------ EXCERPTED TEXT ------
In the tape, the men described a fairly low-budget network that begins with the recruitment of young bombers in the sprawling Pakistani port city of Karachi. The bombers are moved to safe houses in the border towns of Quetta and Chaman, and then transferred into Afghanistan, where they are provided with cars and explosives and sent out to find a target.

The tape appears to confirm Afghan officials' suspicions that the suicide bombings, which are largely a recent phenomenon in Afghanistan, were generated outside Afghanistan, and in particular from neighboring Pakistan. It was shown to The New York Times by an Afghan official who asked not to be identified because of the diplomatic implications of the contents.

A Taliban spokesman, Qari Yousuf Ahmadi, dismissed the claims of the Afghan government. 'This is a propaganda campaign of the government,' he said by satellite telephone from an unknown location. 'Our mujahedeen don't send one group to one area so they can be found and arrested. Our mujahedeen send different people to different areas at different times."

He added that there was no need to recruit Pakistanis for the attacks. "They are all Afghans," he said of the suicide bombers.

But Afghan officials said the confessions provided the proof they needed to demand action from Pakistan. "I think there is a factory for these bombers," said Asadullah Khaled, the governor of Kandahar Province, where 15 attacks have occurred in the last three months.

President Hamid Karzai is traveling to Pakistan on Wednesday specifically to raise the issue with President Pervez Musharraf and in speeches to Parliament and officers at a military academy as well.
"If you are the ones blowing yourselves up, why are you making the explosion in front of the police headquarters, where people like you are standing in front getting passports?" Mr. Karzai said, addressing the bombers rhetorically, in a televised speech to elders from southern Afghanistan last week.

He has spoken increasingly of the need to tackle the problem at the source. Anti-Pakistan sentiment has been rising in Afghanistan, and a popular refrain is that if the hand of Pakistan were cut, the Taliban, many of whom fled over the border when they were ousted in late 2001, would be no more.
"Most of the attackers are non-Afghans," the governor of Kandahar, Mr. Khaled, said Saturday at a memorial service for 14 victims of the latest bombing. "We have proof, we have prisoners," he added. "We have addresses, we have cassettes."

Pakistani officials in the past have said the Pakistanis arrested in Afghanistan are usually illiterate laborers looking for work.

Judging by the tape, Pakistan appeared to be the base for the terror network, however. In the interviews, all of the men appeared to speak freely, some expressing regret for what they had done. Only one showed some nervousness, though the interrogations seemed relatively relaxed.

Three of the men, speaking in Urdu, said they were Pakistanis and had been recruited as bombers.
Two of the men, Akhtar Ali and Sajjad, who only gave one name, said they had been recruited by a man named Jamal, who was working for the Taliban and who owns a bookstore in Karachi. Sajjad had been staying with his brother in Karachi when Jamal showed him video cassettes in which Muslim clerics urged listeners to go and fight a holy war and earn a sure way to paradise.

"I was doing nothing, walking around, playing cricket and football," Sajjad said, adding in reference to a senior cleric: "The maulavi sahib talked to me and showed me a cassette, so I got involved. They were talking on the cassettes and telling us to do this and that, telling me to kill Americans."
------
- _EXERCISE_
Reproduce word for word the stretch of the article on the suicide bombers' taped confessions from "Two of the men, Akhtar" through "way to paradise.".
------ PROVIDED MATERIAL ------
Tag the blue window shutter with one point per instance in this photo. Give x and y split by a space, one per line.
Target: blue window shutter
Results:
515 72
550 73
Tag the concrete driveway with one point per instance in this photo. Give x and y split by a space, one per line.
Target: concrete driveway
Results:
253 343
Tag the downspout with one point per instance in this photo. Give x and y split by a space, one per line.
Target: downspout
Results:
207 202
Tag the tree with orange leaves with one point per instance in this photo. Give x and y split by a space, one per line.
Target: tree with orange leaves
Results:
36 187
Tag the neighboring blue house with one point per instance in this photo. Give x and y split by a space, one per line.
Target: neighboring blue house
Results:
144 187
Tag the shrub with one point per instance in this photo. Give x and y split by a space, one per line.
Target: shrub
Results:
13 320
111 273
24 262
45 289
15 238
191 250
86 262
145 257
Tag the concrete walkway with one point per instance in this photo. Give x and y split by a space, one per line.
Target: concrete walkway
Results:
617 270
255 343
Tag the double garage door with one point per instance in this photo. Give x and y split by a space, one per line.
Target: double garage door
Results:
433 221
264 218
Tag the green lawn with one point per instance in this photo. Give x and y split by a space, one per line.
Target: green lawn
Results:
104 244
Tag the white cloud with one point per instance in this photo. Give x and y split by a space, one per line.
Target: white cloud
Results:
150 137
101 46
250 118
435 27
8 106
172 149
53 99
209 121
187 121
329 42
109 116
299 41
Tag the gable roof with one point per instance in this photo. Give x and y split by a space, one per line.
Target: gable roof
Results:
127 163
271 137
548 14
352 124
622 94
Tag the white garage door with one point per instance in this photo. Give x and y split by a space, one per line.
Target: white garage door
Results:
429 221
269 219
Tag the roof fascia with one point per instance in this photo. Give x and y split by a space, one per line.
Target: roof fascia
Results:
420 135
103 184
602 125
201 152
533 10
------
- _ANSWER TO THE PROBLEM_
Two of the men, Akhtar Ali and Sajjad, who only gave one name, said they had been recruited by a man named Jamal, who was working for the Taliban and who owns a bookstore in Karachi. Sajjad had been staying with his brother in Karachi when Jamal showed him video cassettes in which Muslim clerics urged listeners to go and fight a holy war and earn a sure way to paradise.